◆ **Set exercise**
From the Mary Cassatt post below, copy out word for word the part starting at "In this post" and ending at "of the painting.".

◆ **Document section**
Although Mother’s Day is over, Molly and I hope you’ll join us this month as we look at one of Mary Cassatt’s beautiful and timeless paintings of mothers and children engaged in everyday activities.
In this post you’ll:
- Find helpful vocabulary
- Learn a little about Mary Cassatt and her paintings of mothers and children
- Discover activities to help you and your children explore and enjoy her paintings
- See a cute photo of Molly, the Artsy Corgi
These words, shown in bold green the first time, will help you and your children talk more easily about different parts of the painting.
- Impressionists: a group of mostly French artists, who in the late 1800s, began painting outside so they could catch the way colors changed in different lights. They worked quickly with dabs and dashes, (creating an impression of their subject) so their paintings looked strange and unfinished to viewers. The Impressionists held their own annual exhibits in Paris. The style also spread to other countries.
- Genre art: art showing everyday events and people
- Composition: the way an artist arranges all the parts to create a painting
- The Renaissance: the rebirth or revival of classical (Greek and Roman) influences in art and literature, refers especially to the 14th -16th centuries in Italy when such greats as Leonardo da Vinci, Michelangelo, and Raphael worked.
Mary Cassatt (1844-1926) who grew up in Philadelphia, always wanted to become an artist. Despite her father’s objections, she entered the Pennsylvania Academy of Fine Arts when she was 15. But women had separate classes from men, which frustrated Mary, and there were few museums in which to study great art. So, like many American artists, Mary traveled to Europe to study.

◆ **Source data**

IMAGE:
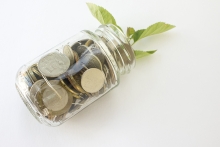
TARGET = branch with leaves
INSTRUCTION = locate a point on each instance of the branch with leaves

◆ **Full output**
In this post you’ll:
- Find helpful vocabulary
- Learn a little about Mary Cassatt and her paintings of mothers and children
- Discover activities to help you and your children explore and enjoy her paintings
- See a cute photo of Molly, the Artsy Corgi
These words, shown in bold green the first time, will help you and your children talk more easily about different parts of the painting.